Please reproduce the lines starting at the one that has "Place a point on the flower" and ending after the one that has "<point>69,56</point>", changing "field background" to "meadow background" and leaving everything else the same.

▶ [Task inputs]:
= = = = =
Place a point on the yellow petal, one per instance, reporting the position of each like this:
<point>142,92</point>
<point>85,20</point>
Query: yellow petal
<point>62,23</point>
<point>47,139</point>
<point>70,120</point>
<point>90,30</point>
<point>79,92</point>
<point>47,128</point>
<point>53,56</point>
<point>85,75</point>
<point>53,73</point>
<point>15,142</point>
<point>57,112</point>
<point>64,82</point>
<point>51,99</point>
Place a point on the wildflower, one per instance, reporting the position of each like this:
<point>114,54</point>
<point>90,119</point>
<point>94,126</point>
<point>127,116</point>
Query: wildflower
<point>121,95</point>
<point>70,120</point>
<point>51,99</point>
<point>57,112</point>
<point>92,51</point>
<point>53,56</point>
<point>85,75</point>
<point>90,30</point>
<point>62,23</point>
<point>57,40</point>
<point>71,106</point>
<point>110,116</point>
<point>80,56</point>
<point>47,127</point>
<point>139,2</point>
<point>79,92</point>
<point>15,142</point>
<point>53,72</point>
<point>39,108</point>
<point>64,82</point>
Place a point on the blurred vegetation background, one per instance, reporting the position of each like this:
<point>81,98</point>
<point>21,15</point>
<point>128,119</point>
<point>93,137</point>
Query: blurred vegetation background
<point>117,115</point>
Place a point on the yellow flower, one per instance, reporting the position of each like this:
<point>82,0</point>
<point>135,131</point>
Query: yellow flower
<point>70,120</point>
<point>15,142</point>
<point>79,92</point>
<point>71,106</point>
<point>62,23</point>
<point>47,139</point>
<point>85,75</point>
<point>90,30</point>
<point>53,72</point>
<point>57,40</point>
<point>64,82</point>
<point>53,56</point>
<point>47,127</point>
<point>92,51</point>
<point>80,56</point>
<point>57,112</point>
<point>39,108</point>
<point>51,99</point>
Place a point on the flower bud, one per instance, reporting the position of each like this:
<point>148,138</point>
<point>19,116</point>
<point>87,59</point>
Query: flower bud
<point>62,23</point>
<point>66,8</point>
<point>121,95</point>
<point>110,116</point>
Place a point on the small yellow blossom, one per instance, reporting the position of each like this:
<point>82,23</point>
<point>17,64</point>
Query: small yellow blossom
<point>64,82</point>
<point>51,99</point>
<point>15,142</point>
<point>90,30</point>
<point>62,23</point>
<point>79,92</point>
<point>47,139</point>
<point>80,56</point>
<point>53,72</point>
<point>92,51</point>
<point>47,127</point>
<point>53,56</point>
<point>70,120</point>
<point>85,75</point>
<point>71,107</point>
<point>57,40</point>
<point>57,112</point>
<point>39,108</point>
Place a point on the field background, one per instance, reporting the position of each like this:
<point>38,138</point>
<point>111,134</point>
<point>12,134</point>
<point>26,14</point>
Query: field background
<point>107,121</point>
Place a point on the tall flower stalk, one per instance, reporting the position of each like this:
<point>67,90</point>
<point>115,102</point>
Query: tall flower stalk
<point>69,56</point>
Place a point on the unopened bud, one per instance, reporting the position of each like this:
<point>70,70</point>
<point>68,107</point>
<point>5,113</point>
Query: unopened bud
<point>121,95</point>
= = = = =
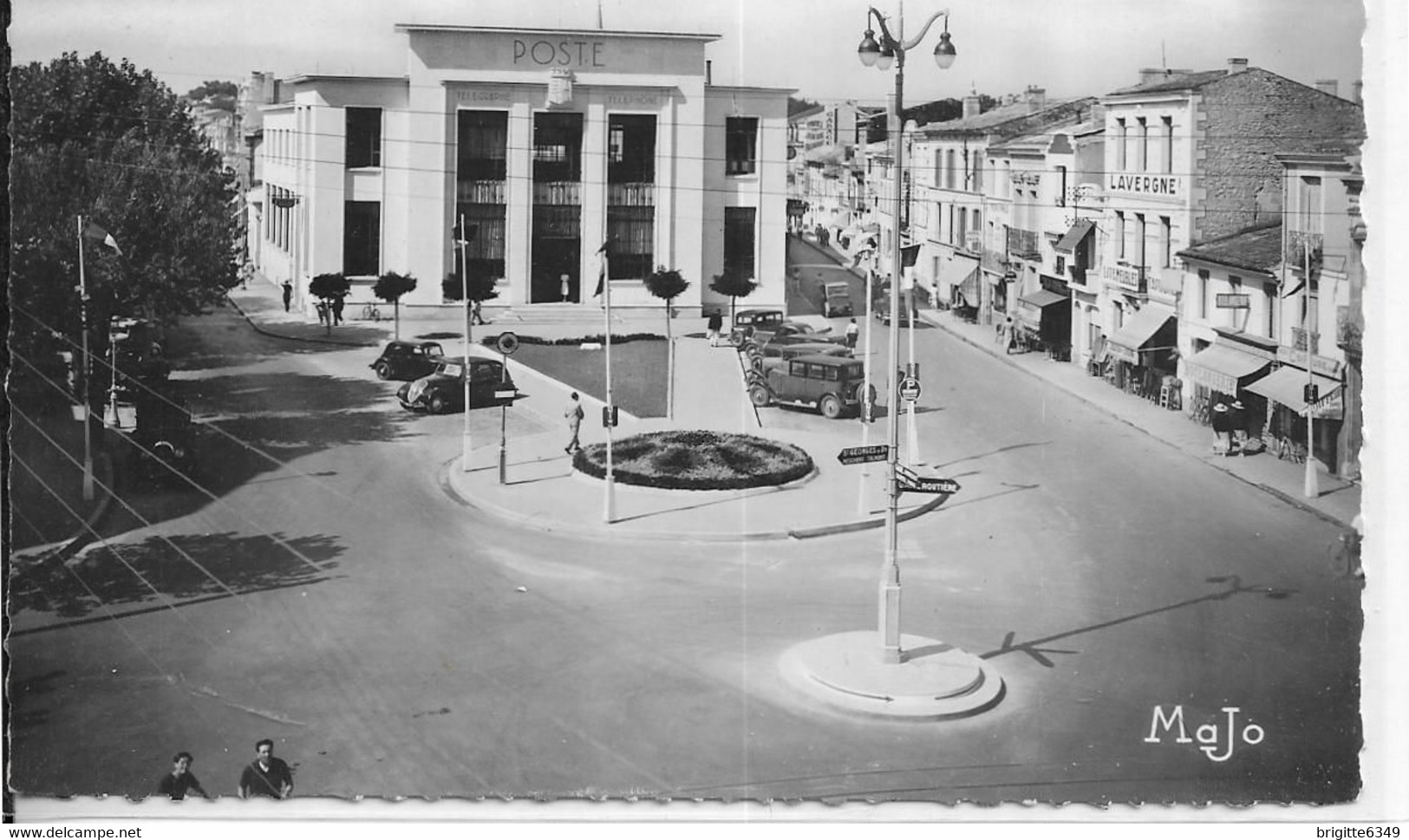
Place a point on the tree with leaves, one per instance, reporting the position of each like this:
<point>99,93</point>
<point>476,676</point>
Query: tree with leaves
= = = = =
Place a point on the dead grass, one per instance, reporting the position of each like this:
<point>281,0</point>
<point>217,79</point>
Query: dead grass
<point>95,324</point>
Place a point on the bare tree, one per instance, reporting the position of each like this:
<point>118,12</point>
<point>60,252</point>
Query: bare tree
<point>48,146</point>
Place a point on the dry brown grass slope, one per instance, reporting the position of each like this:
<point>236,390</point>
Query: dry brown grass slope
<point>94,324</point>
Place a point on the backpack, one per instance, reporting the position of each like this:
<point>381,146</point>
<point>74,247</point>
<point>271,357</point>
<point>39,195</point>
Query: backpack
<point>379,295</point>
= = = = =
▶ [Result for this exercise]:
Place a point on the flower bud, one per instance, reporting the position of each like this:
<point>148,138</point>
<point>19,116</point>
<point>87,59</point>
Query: flower bud
<point>62,23</point>
<point>66,8</point>
<point>121,95</point>
<point>110,116</point>
Place a point on the small yellow blossom, one per instance, reporting the position of each like this:
<point>82,23</point>
<point>17,64</point>
Query: small yellow blossom
<point>64,82</point>
<point>51,99</point>
<point>15,142</point>
<point>90,30</point>
<point>62,23</point>
<point>79,92</point>
<point>47,139</point>
<point>80,56</point>
<point>53,72</point>
<point>92,51</point>
<point>47,127</point>
<point>53,56</point>
<point>70,120</point>
<point>85,75</point>
<point>71,107</point>
<point>57,40</point>
<point>57,112</point>
<point>39,108</point>
Place a point on the meadow background, one per instance, reporting the position of each like this:
<point>38,138</point>
<point>111,134</point>
<point>12,134</point>
<point>26,14</point>
Query: meadow background
<point>107,121</point>
Place a point on the tall flower stalk, one per instance, reporting the position of each like this:
<point>67,90</point>
<point>115,102</point>
Query: tall flower stalk
<point>69,56</point>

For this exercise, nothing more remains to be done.